→ **The task**:
Within the lines below, the span from the line with "Put a dot on the sparser, lighter" to the line with "Put a dot on the shallow", both ends included, is to be reproduced exactly, with pictures omitted.

→ **Task material**:
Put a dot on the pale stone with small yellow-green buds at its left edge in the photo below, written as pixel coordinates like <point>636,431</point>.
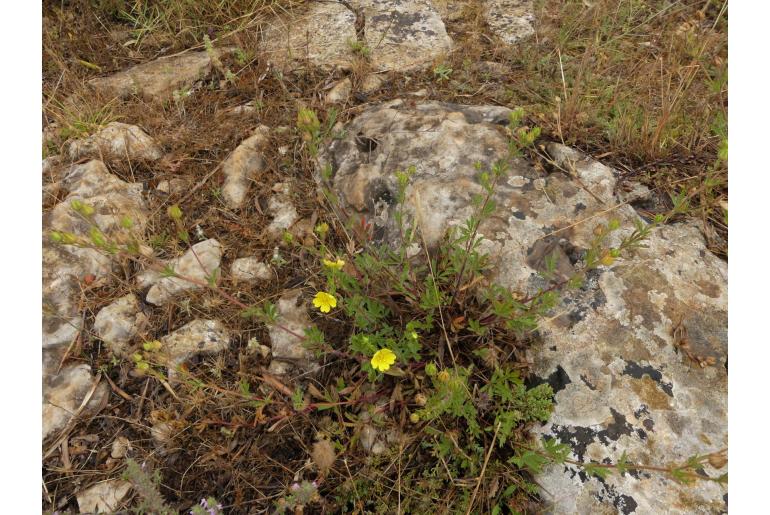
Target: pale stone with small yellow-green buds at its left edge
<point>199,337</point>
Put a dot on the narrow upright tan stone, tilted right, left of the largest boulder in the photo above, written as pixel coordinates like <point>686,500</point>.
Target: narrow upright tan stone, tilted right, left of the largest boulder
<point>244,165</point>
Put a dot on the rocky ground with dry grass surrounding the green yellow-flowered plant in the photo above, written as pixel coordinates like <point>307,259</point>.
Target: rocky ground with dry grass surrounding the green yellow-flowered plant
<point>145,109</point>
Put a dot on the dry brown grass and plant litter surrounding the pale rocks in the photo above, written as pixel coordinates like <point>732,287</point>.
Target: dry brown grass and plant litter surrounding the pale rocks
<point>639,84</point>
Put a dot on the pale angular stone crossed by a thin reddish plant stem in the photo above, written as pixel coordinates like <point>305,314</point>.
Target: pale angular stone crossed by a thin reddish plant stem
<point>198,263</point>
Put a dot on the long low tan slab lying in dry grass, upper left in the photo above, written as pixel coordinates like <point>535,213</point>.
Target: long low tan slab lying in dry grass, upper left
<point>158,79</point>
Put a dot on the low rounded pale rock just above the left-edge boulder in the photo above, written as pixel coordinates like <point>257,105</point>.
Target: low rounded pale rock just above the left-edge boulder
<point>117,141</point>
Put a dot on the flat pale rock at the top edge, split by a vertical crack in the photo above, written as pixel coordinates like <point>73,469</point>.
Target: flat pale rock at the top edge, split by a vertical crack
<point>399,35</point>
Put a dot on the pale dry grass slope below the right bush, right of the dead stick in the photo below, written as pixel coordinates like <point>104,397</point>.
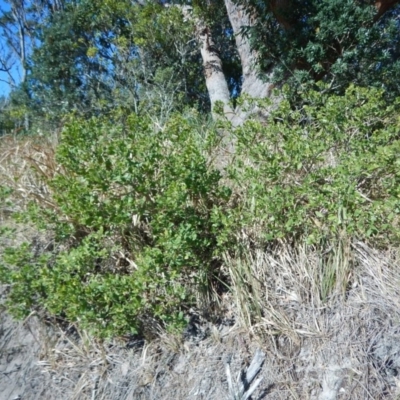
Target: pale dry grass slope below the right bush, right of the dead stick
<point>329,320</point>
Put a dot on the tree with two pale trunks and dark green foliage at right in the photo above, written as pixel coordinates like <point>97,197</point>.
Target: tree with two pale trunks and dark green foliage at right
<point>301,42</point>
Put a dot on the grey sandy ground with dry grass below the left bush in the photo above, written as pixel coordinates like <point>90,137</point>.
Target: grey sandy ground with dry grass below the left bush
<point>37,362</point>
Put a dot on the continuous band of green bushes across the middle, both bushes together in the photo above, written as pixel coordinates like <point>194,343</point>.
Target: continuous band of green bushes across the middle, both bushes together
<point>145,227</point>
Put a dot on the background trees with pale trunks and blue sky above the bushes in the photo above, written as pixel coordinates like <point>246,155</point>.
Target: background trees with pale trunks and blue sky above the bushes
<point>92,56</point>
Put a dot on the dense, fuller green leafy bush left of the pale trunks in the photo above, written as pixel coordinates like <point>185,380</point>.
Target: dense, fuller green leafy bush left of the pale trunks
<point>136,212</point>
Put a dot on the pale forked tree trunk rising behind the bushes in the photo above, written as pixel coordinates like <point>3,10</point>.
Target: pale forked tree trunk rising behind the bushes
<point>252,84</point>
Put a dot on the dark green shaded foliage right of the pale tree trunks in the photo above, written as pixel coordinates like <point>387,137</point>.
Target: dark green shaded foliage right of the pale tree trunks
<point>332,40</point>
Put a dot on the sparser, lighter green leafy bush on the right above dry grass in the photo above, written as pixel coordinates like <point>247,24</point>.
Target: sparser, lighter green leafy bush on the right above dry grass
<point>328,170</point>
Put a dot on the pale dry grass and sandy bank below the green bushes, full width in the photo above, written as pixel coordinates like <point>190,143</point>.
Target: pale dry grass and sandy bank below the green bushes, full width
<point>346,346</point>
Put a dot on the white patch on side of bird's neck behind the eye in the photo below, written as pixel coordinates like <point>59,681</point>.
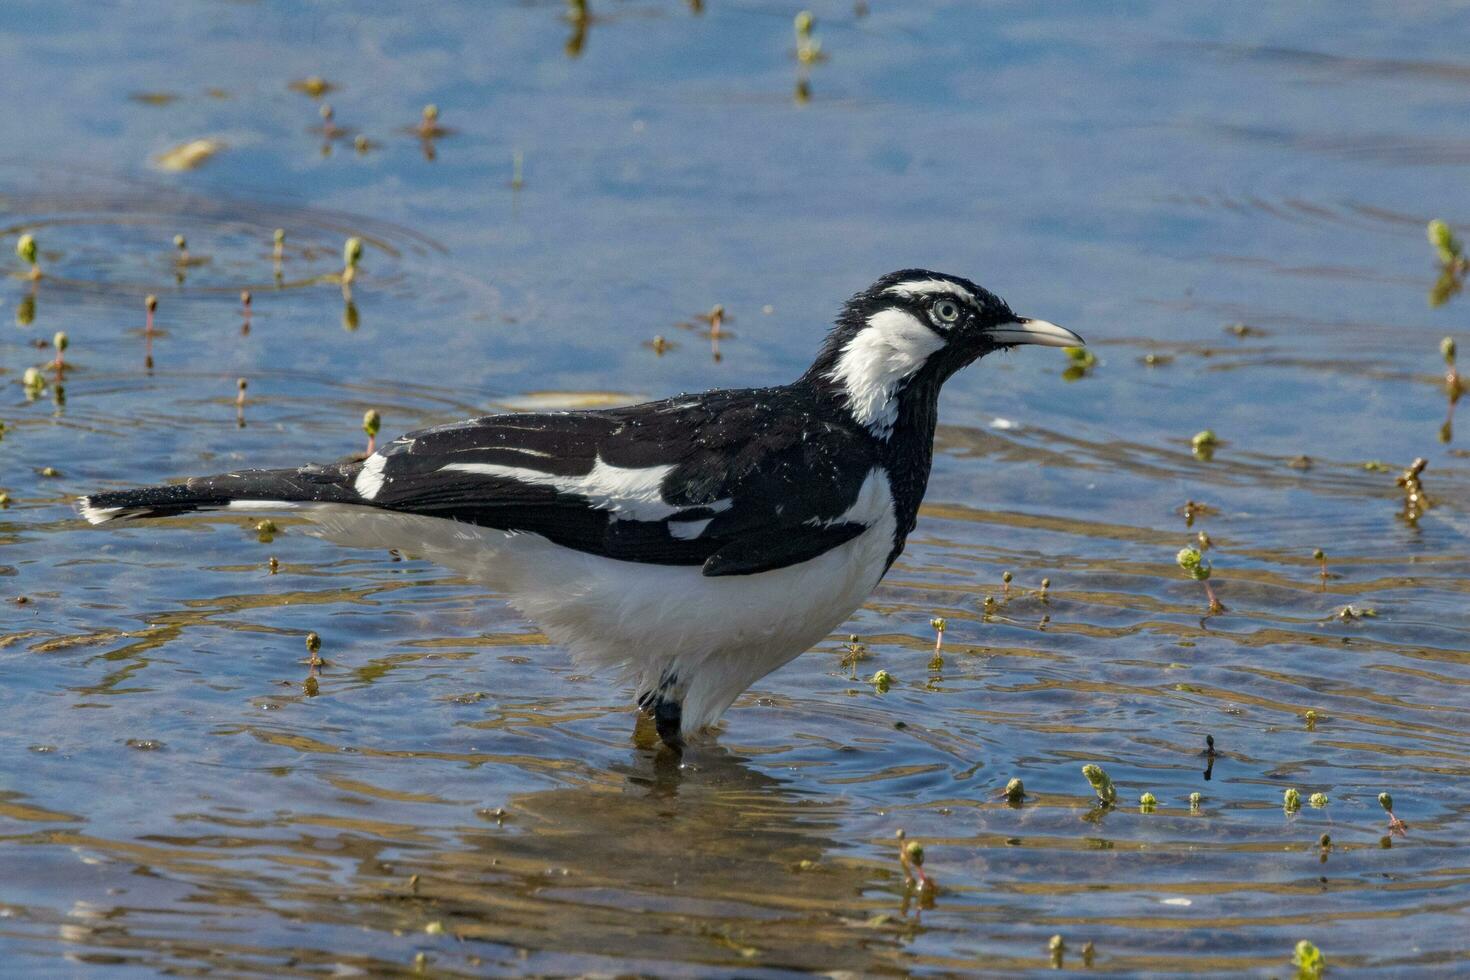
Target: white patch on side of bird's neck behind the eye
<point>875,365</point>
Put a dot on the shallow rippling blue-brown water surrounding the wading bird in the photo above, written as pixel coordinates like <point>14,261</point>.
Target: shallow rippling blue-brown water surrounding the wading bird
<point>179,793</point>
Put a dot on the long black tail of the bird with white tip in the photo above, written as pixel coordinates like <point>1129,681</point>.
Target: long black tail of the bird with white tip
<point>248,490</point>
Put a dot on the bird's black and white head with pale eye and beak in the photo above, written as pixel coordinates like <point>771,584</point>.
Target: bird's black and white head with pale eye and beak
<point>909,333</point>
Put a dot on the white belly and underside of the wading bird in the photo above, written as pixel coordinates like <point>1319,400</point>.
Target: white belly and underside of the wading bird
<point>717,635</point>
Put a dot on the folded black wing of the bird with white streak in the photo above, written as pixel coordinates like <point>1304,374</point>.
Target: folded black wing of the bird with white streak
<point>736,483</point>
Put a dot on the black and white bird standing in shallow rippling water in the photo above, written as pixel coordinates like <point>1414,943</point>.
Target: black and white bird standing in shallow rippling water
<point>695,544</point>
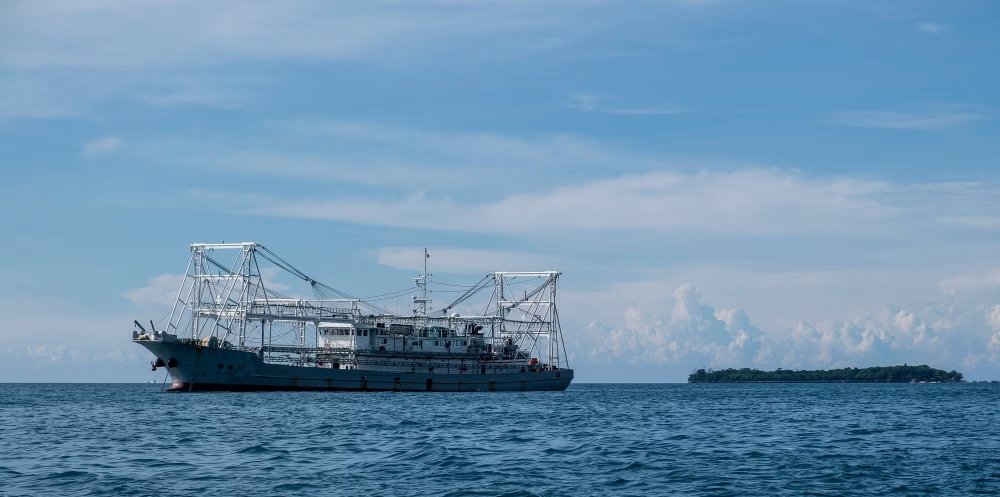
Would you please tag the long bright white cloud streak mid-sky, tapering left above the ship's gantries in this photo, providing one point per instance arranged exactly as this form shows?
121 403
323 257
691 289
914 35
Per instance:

→ **Finished exercise**:
Put a dot on the sparser, lighter green leafy bush on the right above dry grass in the photo above, written as pixel coordinates like <point>247,24</point>.
Target: sparser, lighter green leafy bush on the right above dry grass
<point>328,170</point>
Put a dot on the pale dry grass and sandy bank below the green bushes, full width in the photo above, written as pixel coordinates like <point>190,143</point>.
Target: pale dry grass and sandy bank below the green bushes, full width
<point>346,346</point>
Put a dot on the white patch on side of bird's neck behind the eye in the photo below, written as pixel coordinates like <point>59,681</point>.
Target: white patch on side of bird's neck behind the eye
<point>875,365</point>
Put a dot on the shallow rippling blue-brown water surrounding the wading bird in the photo above, written as pixel coordinates like <point>14,261</point>.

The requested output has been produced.